Domanda breve 1
Nell'estratto sulla donna nel Rinascimento, in quale data e in quale luogo Petrarca incontrò Laura?

La donna nel Rinascimento

Il tempo in cui visse Francesco Petrarca fu un’epoca ricca di fermenti culturali, di un’ansiosa ricerca di nuove verità, ma anche un momento di angosce, di timori, di scrupoli: si è stanchi del vecchio e non si è ancora creato il nuovo, e si vive fra mille incertezze. Con il Petrarca la letteratura diventa maestra di vita, e nasce la prima lezione dell’umanesimo.

L’Ascesa al monte Ventoso è una lettera dal forte valore simbolico e ricca di elementi allegorici, che Petrarca scrisse ricordando un viaggio in cui scalò il Mont Ventoux, in Provenza, in compagnia del fratello Gherardo e altri compagni.
Datata 26 aprile 1336, è il giorno del Venerdì Santo, come lo fu il 6 aprile 1327 quando incontrò e s’innamorò di Laura nella chiesa ad Avignone. Due avvenimenti che il poeta fa coincidere con la passione di Gesù Cristo. Così come Gesù dovette affrontare una salita sotto il peso della croce, così il Petrarca (l’uomo) affronta il cammino, l’ascesa, sotto il peso del suo conflitto interiore. Il fratello Gherardo in quanto frate, quindi estraneo alla “pesantezza” dei desideri terreni, procede senza difficoltà, mentre egli è costretto continuamente a fermarsi.
Le asperità del terreno rappresentano le difficoltà della vita, e la cima del monte la salvezza. Da lassù egli legge alcune parole dalle Confessioni di Sant’Agostino che lo toccano profondamente, facendogli capire la futilità delle cose umane.

Materiale fornito
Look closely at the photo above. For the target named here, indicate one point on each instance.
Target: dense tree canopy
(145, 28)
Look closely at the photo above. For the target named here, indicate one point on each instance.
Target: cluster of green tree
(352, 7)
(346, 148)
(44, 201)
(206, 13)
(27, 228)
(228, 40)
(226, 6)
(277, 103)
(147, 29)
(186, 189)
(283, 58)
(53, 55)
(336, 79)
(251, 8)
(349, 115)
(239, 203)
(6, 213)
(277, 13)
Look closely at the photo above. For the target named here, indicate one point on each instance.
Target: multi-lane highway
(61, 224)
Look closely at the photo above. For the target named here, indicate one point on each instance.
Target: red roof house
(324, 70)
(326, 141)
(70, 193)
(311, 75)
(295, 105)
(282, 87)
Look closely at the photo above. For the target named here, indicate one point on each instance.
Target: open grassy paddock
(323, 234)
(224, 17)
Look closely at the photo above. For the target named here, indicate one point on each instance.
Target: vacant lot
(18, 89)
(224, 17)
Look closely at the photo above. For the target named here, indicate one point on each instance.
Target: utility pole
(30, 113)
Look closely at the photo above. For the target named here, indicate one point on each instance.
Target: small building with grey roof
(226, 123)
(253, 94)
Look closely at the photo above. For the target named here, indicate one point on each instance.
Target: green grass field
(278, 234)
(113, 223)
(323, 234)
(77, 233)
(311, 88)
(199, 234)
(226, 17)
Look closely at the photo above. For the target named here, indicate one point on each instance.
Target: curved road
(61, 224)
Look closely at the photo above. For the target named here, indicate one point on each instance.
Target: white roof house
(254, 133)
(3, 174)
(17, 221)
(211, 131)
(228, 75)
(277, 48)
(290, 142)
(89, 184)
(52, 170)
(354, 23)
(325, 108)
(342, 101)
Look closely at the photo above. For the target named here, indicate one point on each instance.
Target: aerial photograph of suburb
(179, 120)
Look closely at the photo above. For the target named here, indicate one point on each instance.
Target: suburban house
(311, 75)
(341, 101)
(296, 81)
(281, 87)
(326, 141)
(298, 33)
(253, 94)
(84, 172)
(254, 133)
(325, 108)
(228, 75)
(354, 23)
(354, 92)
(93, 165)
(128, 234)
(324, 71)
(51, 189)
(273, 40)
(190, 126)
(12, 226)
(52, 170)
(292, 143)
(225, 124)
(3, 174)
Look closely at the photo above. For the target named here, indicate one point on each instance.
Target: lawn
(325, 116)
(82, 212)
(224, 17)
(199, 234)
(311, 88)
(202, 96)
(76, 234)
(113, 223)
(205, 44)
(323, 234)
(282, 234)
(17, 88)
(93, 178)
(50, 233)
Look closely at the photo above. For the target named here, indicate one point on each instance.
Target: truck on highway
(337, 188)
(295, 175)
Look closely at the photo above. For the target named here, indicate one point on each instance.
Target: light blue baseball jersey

Domanda breve 2
Mostra tutte le righe delle voci in cui compare la stringa "highway". Maiuscole e minuscole vanno distinte.

Risposta completa 1
Il 6 aprile 1327, nella chiesa ad Avignone.

Risposta completa 2
Target: multi-lane highway
Target: truck on highway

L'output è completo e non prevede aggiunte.